_SELECTED PASSAGE_
-*-
DENVER — Brian Shaw and his team hit the road just when it appeared like the coach might be run out of town.
A good time to escape for the Denver Nuggets, especially given the squad's early season woes.
After a 2-1 trip that included a win over LeBron James and the Cleveland Cavaliers, the hot seat for Shaw has slightly cooled. Make no mistake, the Nuggets are still very much a work in progress as they try to regroup and get back on track in the unforgiving Western Conference.
For the moment, the critics aren't quite as loud even with the team off to its worst start (3-7) since 2002-03, when the Nuggets began 2-8 on their way to a 17-65 record.
"We're under fire in a lot of different ways, but no matter what, we have to stick together in this room. We have to have each other's back," Shaw said Monday night after a 106-97 win over the Cavs. "People are attacking us from everywhere. The only way we can shut everybody up is by our actions on the floor."
Nearly a week ago, it looked as though Shaw's days in Denver just may be numbered. The team had dropped six straight, which included giving up 84 points in the first half at home to Portland.
Shaw's team was faltering. His tactics were questioned. His motives second-guessed.
Once a fast-paced, make-opposing-players-gasp-for-air sort of team under former coach George Karl, the Nuggets were suddenly stuck between a desire to sprint and slow it down to run more of a half-court offense under Shaw.
"It's a process," said Shaw, whose team hosts Oklahoma City on Wednesday night. "But the reality of the situation is last year, our front office was new, our coaching staff was new."
They finished 36-46 last season — 21 wins less than Karl had when he was named coach of the year before being let go. They also missed the postseason for the first time since '03.
To revamp the roster and add more leadership, Denver traded for Arron Afflalo in the offseason. The team also agreed to a four-year, $50 million contract extension with Kenneth Faried, an explosive player known as the "Manimal" who's long been a fan favorite.
Still, the Nuggets struggled out of the gate, even with the return of injured players such as Danilo Gallinari (knee).
The low point was against the Blazers, when the Nuggets were torched for 84 points in the first half. It was the most points scored in the first half by a Denver opponent since Phoenix scored an NBA-record 107 points on Nov. 10, 1990.
-*-
_TASK REQUIREMENTS_
Please continue the article about Brian Shaw and the Denver Nuggets' poor start to the season, beginning right after its final sentence.
-*-
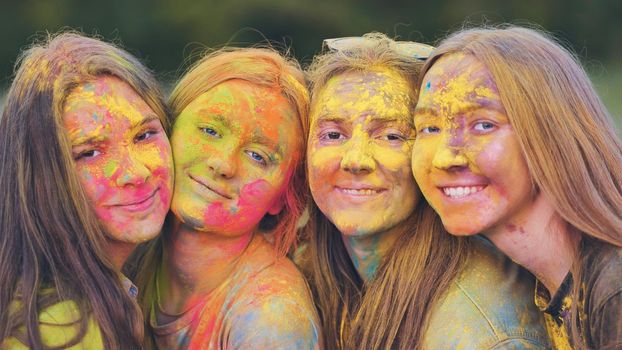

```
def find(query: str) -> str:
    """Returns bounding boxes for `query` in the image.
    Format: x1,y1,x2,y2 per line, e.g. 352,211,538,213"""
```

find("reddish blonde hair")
421,26,622,346
170,48,309,256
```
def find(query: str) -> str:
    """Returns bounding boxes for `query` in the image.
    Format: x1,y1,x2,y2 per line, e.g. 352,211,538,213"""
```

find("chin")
443,221,481,236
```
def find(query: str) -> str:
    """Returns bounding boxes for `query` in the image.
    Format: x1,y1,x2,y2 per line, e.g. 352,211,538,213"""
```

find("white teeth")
341,188,379,196
443,186,485,198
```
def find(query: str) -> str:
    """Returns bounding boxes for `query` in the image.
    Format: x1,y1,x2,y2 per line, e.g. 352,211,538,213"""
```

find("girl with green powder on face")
137,48,321,349
299,33,548,349
0,33,172,349
413,26,622,349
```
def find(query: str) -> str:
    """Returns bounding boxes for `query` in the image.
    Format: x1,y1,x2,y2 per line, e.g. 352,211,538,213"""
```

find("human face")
307,68,420,236
412,53,534,235
171,80,303,236
63,76,173,243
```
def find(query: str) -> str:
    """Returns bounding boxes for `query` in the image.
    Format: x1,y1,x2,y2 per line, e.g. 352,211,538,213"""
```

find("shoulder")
225,258,320,349
583,245,622,308
426,238,548,349
3,301,104,349
583,246,622,348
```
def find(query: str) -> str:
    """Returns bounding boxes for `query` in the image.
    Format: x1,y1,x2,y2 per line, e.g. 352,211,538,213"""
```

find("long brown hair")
0,32,168,349
422,26,622,347
301,33,466,349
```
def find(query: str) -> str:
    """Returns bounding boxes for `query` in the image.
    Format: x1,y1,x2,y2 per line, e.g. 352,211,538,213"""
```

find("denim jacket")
424,237,550,350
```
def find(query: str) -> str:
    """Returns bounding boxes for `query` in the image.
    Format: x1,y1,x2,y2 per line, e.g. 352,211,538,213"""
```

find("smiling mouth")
337,187,384,197
441,185,486,198
111,187,160,211
188,175,233,199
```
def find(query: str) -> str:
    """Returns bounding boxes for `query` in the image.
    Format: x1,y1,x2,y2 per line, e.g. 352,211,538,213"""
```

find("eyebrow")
132,114,160,129
317,112,412,123
71,135,108,148
251,133,281,154
414,101,506,117
71,114,160,147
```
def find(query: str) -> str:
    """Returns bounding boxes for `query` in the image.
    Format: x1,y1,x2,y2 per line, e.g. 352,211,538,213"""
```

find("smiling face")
171,80,303,236
307,68,420,236
63,76,173,243
412,53,534,235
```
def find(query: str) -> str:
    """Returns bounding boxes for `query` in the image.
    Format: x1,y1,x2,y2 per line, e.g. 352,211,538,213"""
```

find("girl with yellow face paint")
298,34,547,349
138,49,321,349
412,27,622,349
0,33,173,349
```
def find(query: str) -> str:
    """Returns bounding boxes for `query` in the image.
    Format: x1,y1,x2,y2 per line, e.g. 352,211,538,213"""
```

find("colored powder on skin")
104,159,119,177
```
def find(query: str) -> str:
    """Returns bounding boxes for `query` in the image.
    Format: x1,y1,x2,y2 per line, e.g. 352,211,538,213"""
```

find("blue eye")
246,151,267,165
199,127,220,138
73,149,101,161
134,130,158,142
420,126,441,134
473,122,495,131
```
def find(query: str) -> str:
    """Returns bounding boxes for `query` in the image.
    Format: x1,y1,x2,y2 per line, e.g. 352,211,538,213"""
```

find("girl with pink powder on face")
137,49,320,349
0,33,173,349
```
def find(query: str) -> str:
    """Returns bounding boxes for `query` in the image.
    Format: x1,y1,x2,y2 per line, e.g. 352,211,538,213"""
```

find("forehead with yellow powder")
417,53,500,118
173,79,302,160
311,67,413,125
63,76,157,143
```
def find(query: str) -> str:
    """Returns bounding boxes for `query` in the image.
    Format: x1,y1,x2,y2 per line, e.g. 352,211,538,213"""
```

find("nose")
341,135,376,174
432,135,468,170
207,150,236,179
114,153,151,187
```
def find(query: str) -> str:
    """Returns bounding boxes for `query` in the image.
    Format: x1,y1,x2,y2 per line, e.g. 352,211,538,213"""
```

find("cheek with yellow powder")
172,81,301,235
63,76,173,243
307,67,419,236
413,54,531,235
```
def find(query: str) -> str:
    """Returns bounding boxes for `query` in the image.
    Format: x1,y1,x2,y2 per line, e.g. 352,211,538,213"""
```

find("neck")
484,193,579,295
157,222,254,314
104,239,136,272
341,226,403,282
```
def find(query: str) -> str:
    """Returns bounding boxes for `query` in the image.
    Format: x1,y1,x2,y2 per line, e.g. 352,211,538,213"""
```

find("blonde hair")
300,33,467,349
135,48,309,348
0,32,168,349
170,48,309,256
422,26,622,346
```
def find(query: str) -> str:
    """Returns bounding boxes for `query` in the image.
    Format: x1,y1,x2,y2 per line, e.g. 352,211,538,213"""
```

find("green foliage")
0,0,622,116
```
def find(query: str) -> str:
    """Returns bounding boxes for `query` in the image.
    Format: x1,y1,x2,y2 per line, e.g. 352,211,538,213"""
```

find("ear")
268,195,285,215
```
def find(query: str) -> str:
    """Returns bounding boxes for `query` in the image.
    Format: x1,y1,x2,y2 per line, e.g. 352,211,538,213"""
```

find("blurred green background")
0,0,622,125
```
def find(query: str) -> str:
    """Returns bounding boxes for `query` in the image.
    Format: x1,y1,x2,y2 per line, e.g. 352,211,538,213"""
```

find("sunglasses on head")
324,36,434,61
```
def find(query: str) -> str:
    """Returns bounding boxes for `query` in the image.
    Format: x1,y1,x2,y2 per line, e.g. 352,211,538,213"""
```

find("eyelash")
199,126,222,138
73,149,102,161
134,129,160,142
245,150,269,167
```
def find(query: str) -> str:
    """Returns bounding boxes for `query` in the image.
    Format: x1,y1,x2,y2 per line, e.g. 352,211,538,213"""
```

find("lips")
439,185,487,199
188,175,233,199
111,187,160,212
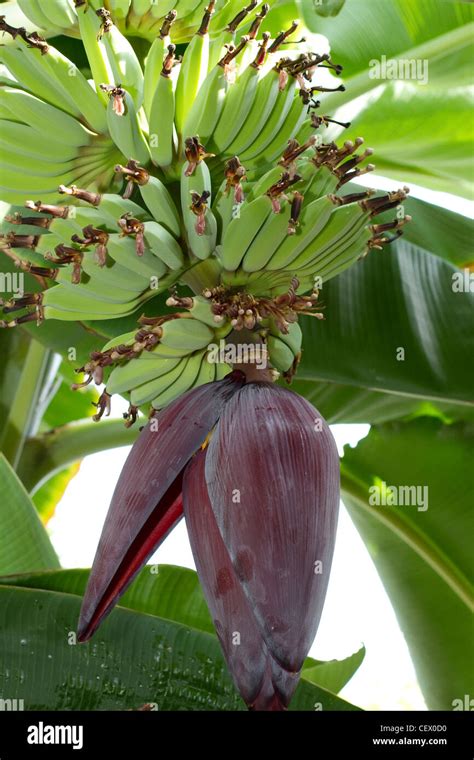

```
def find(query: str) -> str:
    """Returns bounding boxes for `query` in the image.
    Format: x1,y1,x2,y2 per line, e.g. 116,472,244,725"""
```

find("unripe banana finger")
144,222,184,270
221,195,273,271
161,318,214,351
107,352,181,394
267,197,338,271
267,335,295,372
140,176,181,238
107,235,168,280
150,353,206,409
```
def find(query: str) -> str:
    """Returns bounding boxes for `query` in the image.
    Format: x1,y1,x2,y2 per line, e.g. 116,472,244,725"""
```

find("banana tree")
0,0,474,710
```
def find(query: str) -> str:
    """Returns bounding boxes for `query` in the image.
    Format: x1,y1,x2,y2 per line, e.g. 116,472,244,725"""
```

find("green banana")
268,320,303,356
139,175,181,238
227,69,279,154
151,353,206,409
37,46,107,134
183,54,227,144
144,222,184,270
262,95,306,165
0,87,92,147
246,166,282,203
102,24,143,107
174,14,210,137
106,352,181,394
107,235,168,280
143,11,176,120
43,284,146,321
193,354,217,387
211,35,269,153
221,195,273,272
241,197,290,272
266,196,339,271
107,88,150,165
312,228,372,282
267,335,295,372
41,0,77,32
0,45,80,118
99,193,149,223
180,161,217,259
149,45,176,166
130,356,191,406
240,77,299,165
161,317,214,351
82,251,150,298
212,180,239,239
291,203,367,272
77,3,115,104
18,0,63,36
51,268,150,302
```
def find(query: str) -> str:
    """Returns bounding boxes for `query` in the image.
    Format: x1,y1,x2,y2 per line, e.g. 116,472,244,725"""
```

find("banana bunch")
0,0,409,422
74,294,302,424
0,172,185,325
18,0,257,43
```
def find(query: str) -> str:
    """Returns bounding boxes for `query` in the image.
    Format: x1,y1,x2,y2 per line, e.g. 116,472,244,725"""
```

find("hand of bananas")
0,0,409,422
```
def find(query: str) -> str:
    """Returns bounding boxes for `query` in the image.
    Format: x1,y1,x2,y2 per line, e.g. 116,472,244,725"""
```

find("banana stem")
2,340,53,469
18,419,139,494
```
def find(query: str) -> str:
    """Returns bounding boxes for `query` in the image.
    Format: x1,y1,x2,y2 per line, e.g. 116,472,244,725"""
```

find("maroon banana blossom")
78,371,339,710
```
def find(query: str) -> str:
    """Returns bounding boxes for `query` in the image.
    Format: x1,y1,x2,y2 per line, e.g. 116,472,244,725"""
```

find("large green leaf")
351,81,474,198
31,462,80,525
0,454,59,575
291,376,474,424
303,647,365,694
296,241,474,404
300,0,474,197
299,0,474,84
341,418,474,710
0,565,365,693
403,195,474,268
0,586,357,710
-*-
_RESPONSE TO THE EXERCISE_
The Nuggets walked off the court to a sound they weren't exactly accustomed to — boos from the Pepsi Center crowd.
Following that game, Shaw gave a brief statement before stepping away, not wanting to say something he would later regret.
The next day, Shaw told media members that if the effort doesn't pick up, "I won't survive it. And it's that simple."
The message sunk in as the team embarked on its trip east.
The Nuggets snapped out of their funk in Indiana, the place where Shaw spent two seasons before arriving in the Mile High City. With that victory, talk of his dismissal went down a few decibels on local sports radio.
But then the Nuggets lost to the Carmelo Anthony and the Knicks in New York, a game in which Ty Lawson scored the lone basket for the Nuggets in the second quarter on a last-second layup. New York outscored Denver 31-8 in the quarter to blow the game open.
One again, chatter about the ineffectiveness of the Nuggets picked up.
On Monday, during the second night of a back-to-back and against one of the league's top teams in the Cavs, Denver took control as Lawson scored 24 points and Afflalo added 23.
That's what Shaw's hoping anyway.
"It might not have been a big game for them, but it was a big game for us," Shaw said. "More so than anything, it shows if we defend the way we defended (Monday) and play together and we play with the kind of the heart we showed, we can beat any team on any given night."
AP freelancer Brian Dulik in Cleveland contributed.